Teks Bacaan:
+--

Onot Kemara : Didong pintu gerbang Gayo

oleh
Onot Kemara saat melatih siswa di Takengon bermain Teganing. (Ist)

Darmawan Masri

Onot Kemara saat melatih siswa di Takengon bermain Teganing. (Ist)
Onot Kemara saat melatih siswa di Takengon bermain alat musik bambu khas Gayo, Teganing. (Ist)

Didong merupakan salah satu kesenian khas Urang Gayo. Didong dimainkan oleh dua klop (Didong jalu) dan merupakan salah satu kesenian yang dimainkan dalam waktu yang cukup lama, dari sehabis Isya hingga terbit fajar. Kesenian ini sama dengan kesenian Wayang di Jawa, yang juga dimainkan dalam waktu yang lama. Dan ternyata kedua kesenian ini (Didong di Gayo dan Wayang di Jawa) merupakan dua kesenian yang dimainkan cukup lama di dunia.

Hal itu disampaikan salah seorang ceh Didong, Onot Kemara, beberapa waktu lalu di Takengon. Menurutnya, kedua kesenian ini cukup unik, karena memiliki penggemar terbatas. “Tidak mungkin orang luar nonton didong dan wayang mau menunggu sampai pagi, kalau sekali dua kali iya. Makanya keduanya punya penggemar khusus,” ucap Onot Kemara.

Ketika ditanya LintasGayo.co tentang arti dari Didong, Onot Kemara mengatakan, bahwa didong merupakan pintu gerbang dari suku Gayo saat ini. “Menurut pengamatan saya begitu, saat ini hanya Didong lah kesenian Gayo yang tak dapat ditiru orang lain selain urang Gayo itu sendiri,” kata Onot.

Dia mencontohkan, kesenian Gayo lainnya yang sudah bisa dimainkan oleh orang selain Gayo diantaranya Tari Guel, Bines dan Saman, yang juga tarian khas Gayo.

“Beberapa waktu lalu saya dengar kabar dari Unsyiah Banda Aceh, beberapa perwakilan mahasiswa diminta untuk menampilkan Tari Guel disana, dari sekian banyak penari yang ikut hanya satu yang berasal dari Gayo. Begitu juga Bines dan Saman, saat ini sudah banyak yang dimainkan oleh orang lain, walau itu kesenian punya kita, tapi orang luar tak bisa membedakan mana Saman asli mana Saman plagiat,” jelas Onot Kemara.

Hal tersebut sangat berbeda dengan kesenian Didong, dia beranggapan hingga saat ini belum ada orang lain yang bisa meniru tingkah Didong. Sehingga Onot Kemara yakin, bahwa Didong merupakan pintu gerbang dari Gayo. “Jika Didong sudah bisa dimainkan oleh orang lain, maka Gayo akan tinggal nama, hanya akan ada kenangan dan cerita-cerita saja,” keluhnya.

+--

Cuplikan Data:
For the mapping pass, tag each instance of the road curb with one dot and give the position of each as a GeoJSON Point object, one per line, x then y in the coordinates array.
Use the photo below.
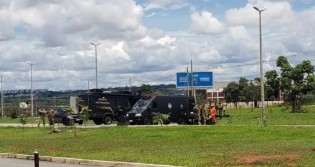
{"type": "Point", "coordinates": [81, 161]}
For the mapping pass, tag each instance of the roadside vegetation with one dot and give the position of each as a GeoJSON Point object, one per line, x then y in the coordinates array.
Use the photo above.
{"type": "Point", "coordinates": [237, 140]}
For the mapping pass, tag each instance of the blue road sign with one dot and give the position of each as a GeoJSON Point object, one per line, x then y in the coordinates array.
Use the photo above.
{"type": "Point", "coordinates": [199, 79]}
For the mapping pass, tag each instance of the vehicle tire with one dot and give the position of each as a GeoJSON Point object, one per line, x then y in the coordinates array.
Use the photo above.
{"type": "Point", "coordinates": [147, 121]}
{"type": "Point", "coordinates": [80, 122]}
{"type": "Point", "coordinates": [66, 121]}
{"type": "Point", "coordinates": [98, 121]}
{"type": "Point", "coordinates": [108, 120]}
{"type": "Point", "coordinates": [181, 121]}
{"type": "Point", "coordinates": [167, 122]}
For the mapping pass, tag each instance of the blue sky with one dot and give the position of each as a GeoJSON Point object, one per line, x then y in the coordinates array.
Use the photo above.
{"type": "Point", "coordinates": [147, 41]}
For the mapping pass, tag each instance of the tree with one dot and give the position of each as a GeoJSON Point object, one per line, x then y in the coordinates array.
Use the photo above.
{"type": "Point", "coordinates": [295, 82]}
{"type": "Point", "coordinates": [252, 93]}
{"type": "Point", "coordinates": [232, 93]}
{"type": "Point", "coordinates": [272, 86]}
{"type": "Point", "coordinates": [242, 85]}
{"type": "Point", "coordinates": [147, 89]}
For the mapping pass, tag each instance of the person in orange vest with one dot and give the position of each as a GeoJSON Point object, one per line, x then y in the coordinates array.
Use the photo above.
{"type": "Point", "coordinates": [213, 112]}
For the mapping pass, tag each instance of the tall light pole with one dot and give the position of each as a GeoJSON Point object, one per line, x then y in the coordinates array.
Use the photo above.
{"type": "Point", "coordinates": [95, 45]}
{"type": "Point", "coordinates": [2, 113]}
{"type": "Point", "coordinates": [262, 94]}
{"type": "Point", "coordinates": [32, 106]}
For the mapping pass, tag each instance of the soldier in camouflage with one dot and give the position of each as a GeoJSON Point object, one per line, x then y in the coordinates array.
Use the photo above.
{"type": "Point", "coordinates": [42, 114]}
{"type": "Point", "coordinates": [205, 112]}
{"type": "Point", "coordinates": [50, 115]}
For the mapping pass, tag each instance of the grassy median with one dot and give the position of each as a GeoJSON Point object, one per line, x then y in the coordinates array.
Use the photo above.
{"type": "Point", "coordinates": [229, 143]}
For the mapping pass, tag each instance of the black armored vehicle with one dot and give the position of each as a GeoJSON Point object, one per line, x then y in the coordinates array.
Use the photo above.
{"type": "Point", "coordinates": [104, 107]}
{"type": "Point", "coordinates": [179, 109]}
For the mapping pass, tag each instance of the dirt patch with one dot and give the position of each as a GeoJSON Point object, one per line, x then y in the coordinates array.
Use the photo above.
{"type": "Point", "coordinates": [267, 159]}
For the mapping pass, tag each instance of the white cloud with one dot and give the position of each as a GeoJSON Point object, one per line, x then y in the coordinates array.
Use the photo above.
{"type": "Point", "coordinates": [204, 22]}
{"type": "Point", "coordinates": [118, 51]}
{"type": "Point", "coordinates": [57, 35]}
{"type": "Point", "coordinates": [165, 4]}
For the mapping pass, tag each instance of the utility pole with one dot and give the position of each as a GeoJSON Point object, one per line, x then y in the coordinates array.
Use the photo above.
{"type": "Point", "coordinates": [32, 107]}
{"type": "Point", "coordinates": [130, 85]}
{"type": "Point", "coordinates": [187, 79]}
{"type": "Point", "coordinates": [96, 80]}
{"type": "Point", "coordinates": [2, 112]}
{"type": "Point", "coordinates": [263, 113]}
{"type": "Point", "coordinates": [191, 79]}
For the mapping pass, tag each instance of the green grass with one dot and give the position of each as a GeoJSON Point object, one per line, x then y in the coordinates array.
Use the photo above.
{"type": "Point", "coordinates": [274, 116]}
{"type": "Point", "coordinates": [225, 144]}
{"type": "Point", "coordinates": [181, 145]}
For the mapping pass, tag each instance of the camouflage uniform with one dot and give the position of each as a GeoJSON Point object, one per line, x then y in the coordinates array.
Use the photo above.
{"type": "Point", "coordinates": [50, 115]}
{"type": "Point", "coordinates": [205, 112]}
{"type": "Point", "coordinates": [198, 110]}
{"type": "Point", "coordinates": [42, 114]}
{"type": "Point", "coordinates": [220, 108]}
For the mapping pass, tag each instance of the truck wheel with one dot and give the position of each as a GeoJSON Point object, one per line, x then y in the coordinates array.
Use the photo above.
{"type": "Point", "coordinates": [108, 120]}
{"type": "Point", "coordinates": [66, 121]}
{"type": "Point", "coordinates": [98, 121]}
{"type": "Point", "coordinates": [147, 121]}
{"type": "Point", "coordinates": [80, 122]}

+--

Daftar Tugas:
1. Ringkas teks tentang Didong dalam dua kalimat.
2. Sebutkan semua kesenian Gayo yang menurut Onot Kemara dalam teks tentang Didong sudah bisa dimainkan oleh orang selain Gayo.
3. Terjemahkan kalimat "Kesenian ini sama dengan kesenian Wayang di Jawa, yang juga dimainkan dalam waktu yang lama." dari teks tentang Didong ke dalam bahasa Inggris.

Jawaban per Tugas:
1. Didong adalah kesenian khas Urang Gayo yang dimainkan oleh dua klop dari sehabis Isya hingga terbit fajar, serupa dengan Wayang di Jawa yang juga dimainkan dalam waktu lama. Menurut ceh Didong Onot Kemara, Didong merupakan pintu gerbang suku Gayo karena hanya kesenian inilah yang belum dapat ditiru orang selain urang Gayo, berbeda dengan Tari Guel, Bines, dan Saman.

2. Tari Guel, Bines, Saman

3. This art form is the same as the Wayang art form in Java, which is also performed over a long period of time.